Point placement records

◆ ◆ ◆ ◆ ◆

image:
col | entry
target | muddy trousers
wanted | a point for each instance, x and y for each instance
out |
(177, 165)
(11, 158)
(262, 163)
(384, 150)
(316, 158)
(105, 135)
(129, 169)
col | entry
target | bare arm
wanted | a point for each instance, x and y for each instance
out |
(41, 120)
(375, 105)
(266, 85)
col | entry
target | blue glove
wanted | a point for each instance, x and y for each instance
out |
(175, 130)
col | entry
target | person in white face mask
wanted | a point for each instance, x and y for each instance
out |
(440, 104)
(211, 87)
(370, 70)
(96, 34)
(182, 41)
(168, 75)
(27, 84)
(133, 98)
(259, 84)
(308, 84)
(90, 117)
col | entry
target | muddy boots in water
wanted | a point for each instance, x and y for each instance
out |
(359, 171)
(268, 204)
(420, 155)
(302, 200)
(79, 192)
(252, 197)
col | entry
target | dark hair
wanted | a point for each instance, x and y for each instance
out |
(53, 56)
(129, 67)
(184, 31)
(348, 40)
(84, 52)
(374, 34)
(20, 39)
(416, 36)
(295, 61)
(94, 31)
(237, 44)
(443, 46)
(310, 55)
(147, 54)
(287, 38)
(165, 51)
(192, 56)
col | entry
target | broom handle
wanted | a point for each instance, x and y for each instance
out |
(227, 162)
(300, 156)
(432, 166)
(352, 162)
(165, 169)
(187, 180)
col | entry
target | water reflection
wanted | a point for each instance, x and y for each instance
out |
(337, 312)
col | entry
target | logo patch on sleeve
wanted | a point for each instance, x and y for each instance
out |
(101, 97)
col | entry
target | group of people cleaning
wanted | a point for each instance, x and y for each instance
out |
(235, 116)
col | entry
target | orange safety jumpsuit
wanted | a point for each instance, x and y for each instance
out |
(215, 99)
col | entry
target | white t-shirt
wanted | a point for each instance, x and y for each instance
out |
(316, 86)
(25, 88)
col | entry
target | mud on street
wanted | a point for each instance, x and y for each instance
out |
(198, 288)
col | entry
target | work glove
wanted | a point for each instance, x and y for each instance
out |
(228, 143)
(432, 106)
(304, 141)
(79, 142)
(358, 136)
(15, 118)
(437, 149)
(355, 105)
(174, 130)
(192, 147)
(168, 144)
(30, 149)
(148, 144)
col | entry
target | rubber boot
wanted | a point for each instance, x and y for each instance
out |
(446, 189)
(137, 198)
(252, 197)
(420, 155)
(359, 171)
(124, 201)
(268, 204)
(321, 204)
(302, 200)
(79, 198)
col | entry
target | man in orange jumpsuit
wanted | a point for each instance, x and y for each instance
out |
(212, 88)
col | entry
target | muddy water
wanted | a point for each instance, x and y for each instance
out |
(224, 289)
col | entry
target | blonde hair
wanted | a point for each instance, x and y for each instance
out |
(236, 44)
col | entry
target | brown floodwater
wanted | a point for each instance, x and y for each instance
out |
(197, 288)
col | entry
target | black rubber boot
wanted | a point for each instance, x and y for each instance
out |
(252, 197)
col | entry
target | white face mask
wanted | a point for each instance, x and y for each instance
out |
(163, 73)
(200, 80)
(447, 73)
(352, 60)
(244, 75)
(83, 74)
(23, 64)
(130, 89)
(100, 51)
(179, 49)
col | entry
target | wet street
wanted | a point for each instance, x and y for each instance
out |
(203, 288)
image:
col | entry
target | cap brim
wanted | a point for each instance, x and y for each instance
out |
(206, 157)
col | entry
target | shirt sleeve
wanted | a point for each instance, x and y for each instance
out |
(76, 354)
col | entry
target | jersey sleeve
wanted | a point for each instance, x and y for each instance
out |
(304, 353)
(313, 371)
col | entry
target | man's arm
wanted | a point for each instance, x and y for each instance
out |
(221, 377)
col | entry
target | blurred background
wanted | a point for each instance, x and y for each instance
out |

◆ ◆ ◆ ◆ ◆

**WORK TO DO**: Extract all the entries word for word.

**ANSWER BELOW**:
image:
col | entry
target | muddy trousers
wanted | a point for each instance, x and y for each instance
out |
(177, 165)
(11, 158)
(262, 163)
(384, 150)
(316, 158)
(105, 135)
(129, 169)
col | entry
target | bare arm
wanted | a point for each instance, x and y for each instance
out |
(41, 120)
(375, 105)
(266, 85)
col | entry
target | blue glove
wanted | a point for each instance, x and y for each instance
out |
(175, 130)
col | entry
target | person in white face mask
wanted | a point for each instance, x and y for each instance
out |
(440, 104)
(211, 87)
(370, 70)
(96, 34)
(182, 41)
(168, 75)
(27, 84)
(133, 98)
(259, 84)
(308, 84)
(90, 117)
col | entry
target | muddy boots in water
wanted | a point for each instance, x and y for each instance
out |
(359, 171)
(268, 204)
(420, 155)
(302, 200)
(79, 192)
(252, 197)
col | entry
target | dark hair
wanted | a point for each instance, x and y for each instance
out |
(53, 56)
(129, 67)
(184, 31)
(348, 40)
(84, 52)
(374, 34)
(20, 39)
(416, 36)
(295, 61)
(94, 31)
(237, 44)
(443, 46)
(310, 55)
(147, 54)
(287, 38)
(165, 51)
(192, 56)
col | entry
target | broom handle
wanted | a point for each instance, x and y for each instance
out |
(227, 162)
(300, 156)
(432, 166)
(352, 162)
(165, 169)
(187, 180)
col | entry
target | water reflection
wanted | a point for each instance, x and y for each instance
out |
(337, 312)
col | entry
target | logo patch on sleeve
wanted | a point for each instance, x and y for each instance
out |
(101, 97)
col | entry
target | group of people cleaning
wanted | a point for each instance, x and y for each instance
out |
(235, 116)
col | entry
target | orange safety jumpsuit
wanted | a point for each instance, x and y for each instance
out |
(215, 99)
col | entry
target | white t-shirt
wanted | a point for each instance, x and y for each instance
out |
(316, 86)
(25, 88)
col | entry
target | mud on street
wanted | a point for each instance, x and y for each instance
out |
(198, 288)
col | entry
target | work glove
wanted | a point for each instance, x and y for each instance
out |
(228, 143)
(432, 106)
(304, 141)
(79, 142)
(358, 136)
(15, 118)
(437, 149)
(355, 105)
(174, 130)
(192, 147)
(168, 144)
(30, 149)
(148, 144)
col | entry
target | rubber boot
wanted | a point for each instance, x and y for each instance
out |
(446, 189)
(137, 198)
(252, 197)
(420, 155)
(359, 171)
(124, 201)
(268, 204)
(321, 204)
(302, 200)
(79, 198)
col | entry
target | man in orange jumpsuit
wanted | a point for each instance, x and y for each instance
out |
(212, 88)
col | entry
target | muddy water
wanted | a point for each instance, x and y for each instance
out |
(224, 289)
col | entry
target | blonde hair
wanted | a point for each instance, x and y for each instance
out |
(236, 44)
col | entry
target | brown floodwater
wanted | a point for each instance, x and y for each instance
out |
(197, 288)
col | entry
target | black rubber boot
wanted | a point for each instance, x and y for each instance
out |
(252, 197)
col | entry
target | white face mask
wanted | a point for each instance, x and y for each instance
out |
(163, 73)
(200, 80)
(447, 73)
(352, 60)
(244, 75)
(83, 74)
(23, 64)
(130, 89)
(100, 51)
(179, 49)
col | entry
target | wet street
wanted | a point for each instance, x and y for each instance
out |
(203, 288)
image:
col | entry
target | cap brim
wanted | a point for each instance, x and y for each instance
out |
(206, 157)
col | entry
target | shirt sleeve
wanted | a point for each instance, x and y for each instance
out |
(76, 354)
col | entry
target | jersey sleeve
wanted | a point for each instance, x and y for each instance
out |
(304, 353)
(313, 371)
col | entry
target | man's arm
wanted | a point for each instance, x and y for each instance
out |
(221, 377)
col | entry
target | blurred background
wanted | a point for each instance, x and y for each instance
out |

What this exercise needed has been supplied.